** Given request A **
Reproduce the passage of the tarpon fishing thread from "## FishMore (May" to "(Aug 7, 2004)".

** Extract provided **
# Tarpon Pix from Pre-Fishing the Tournament Last Friday



## Scott (May 24, 2004)

Here are a few pix I took last Friday while we were pre-fishing the tournament.


----------



## Brent (May 26, 2004)

I just called the closest person here into my office. I said, "Come see why I had such a good time last friday!". Great pictures Scott! And thanks again for a great trip!


----------



## boat_money (May 21, 2004)

in that last pic, it looks like its got two hooks in its mouth. a red jig up top and a black n white shad deeper in its mouth.

awesome pics.


----------



## FishMore (May 21, 2004)

*Wow*

Awesome pics. I'd love to try that someday.
Never had a chance to fish for tarpon


----------



## James Herman (Aug 7, 2004)

Outstanding

freaking outstanding


----------



## Bucksnort (Jun 29, 2004)

Those pics are great...hats off to the photographer


----------



## Scott (May 24, 2004)

Muchas thanks!

** Records for the task **

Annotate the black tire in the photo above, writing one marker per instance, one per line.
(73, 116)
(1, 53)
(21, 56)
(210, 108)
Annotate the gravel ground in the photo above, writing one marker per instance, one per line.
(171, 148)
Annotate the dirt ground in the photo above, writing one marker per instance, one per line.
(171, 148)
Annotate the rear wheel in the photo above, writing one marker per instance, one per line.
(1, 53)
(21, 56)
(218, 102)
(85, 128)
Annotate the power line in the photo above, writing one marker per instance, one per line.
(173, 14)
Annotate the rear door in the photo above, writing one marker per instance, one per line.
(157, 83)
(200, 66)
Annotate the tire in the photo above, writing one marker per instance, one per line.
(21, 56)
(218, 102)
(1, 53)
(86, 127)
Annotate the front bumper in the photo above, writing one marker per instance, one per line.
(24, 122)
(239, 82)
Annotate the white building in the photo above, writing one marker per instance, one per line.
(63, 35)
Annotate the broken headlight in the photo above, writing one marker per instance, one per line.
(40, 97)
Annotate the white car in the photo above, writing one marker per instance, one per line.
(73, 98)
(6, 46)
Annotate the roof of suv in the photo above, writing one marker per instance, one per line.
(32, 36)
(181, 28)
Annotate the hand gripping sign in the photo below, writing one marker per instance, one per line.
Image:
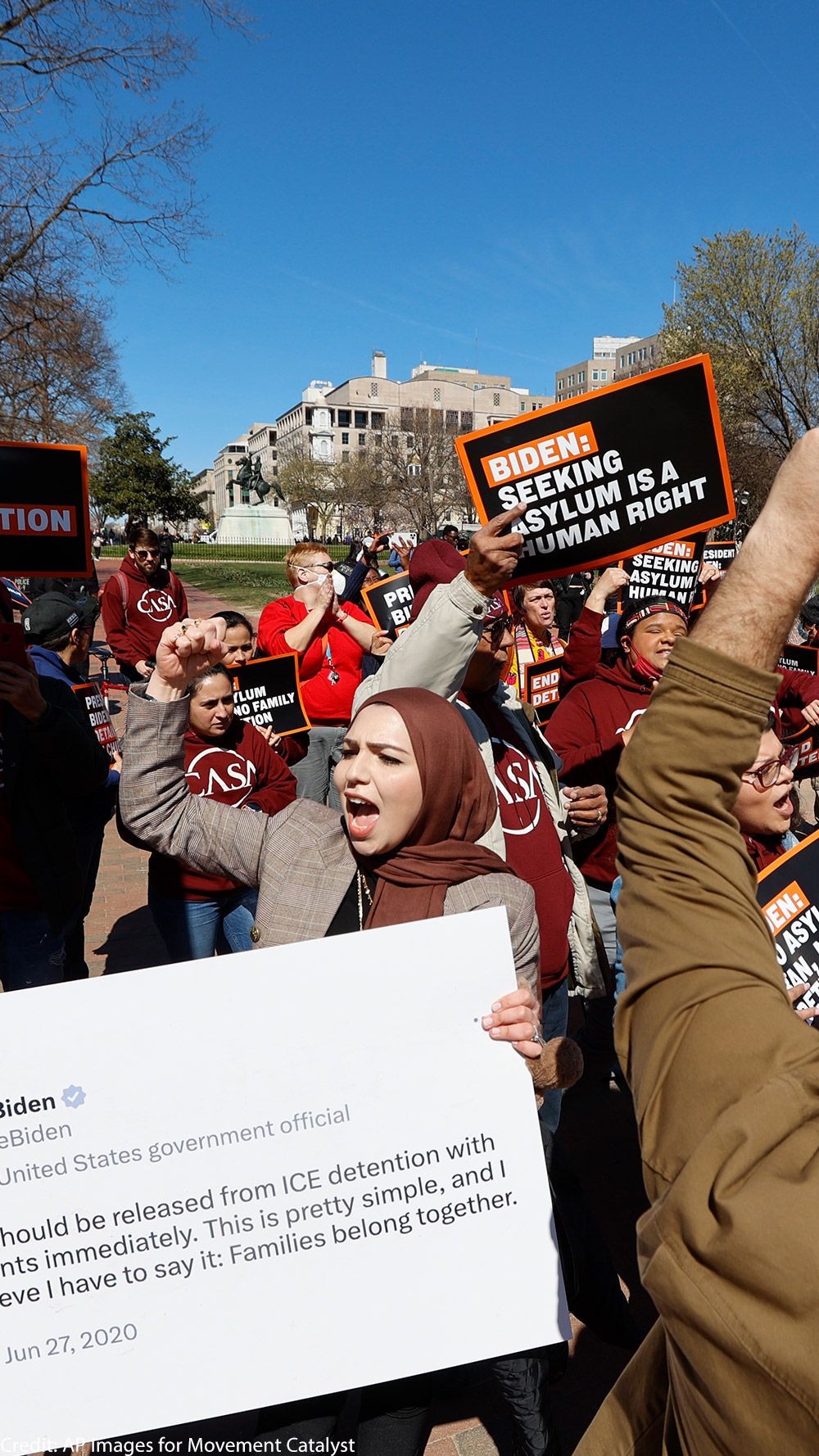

** Given request B **
Render the records from the line with "Annotate the roof" through the end of the records as a numbered list, with both ends included. Leave out blank lines and the pictures.

** Written reply A **
## FishMore (May 21, 2004)

*Wow*

Awesome pics. I'd love to try that someday.
Never had a chance to fish for tarpon


----------



## James Herman (Aug 7, 2004)

** Written reply B **
1. Annotate the roof of suv in the photo above, writing one marker per instance, one per line.
2. (32, 36)
3. (181, 28)
4. Annotate the hand gripping sign in the photo below, writing one marker per instance, one per line.
5. Image:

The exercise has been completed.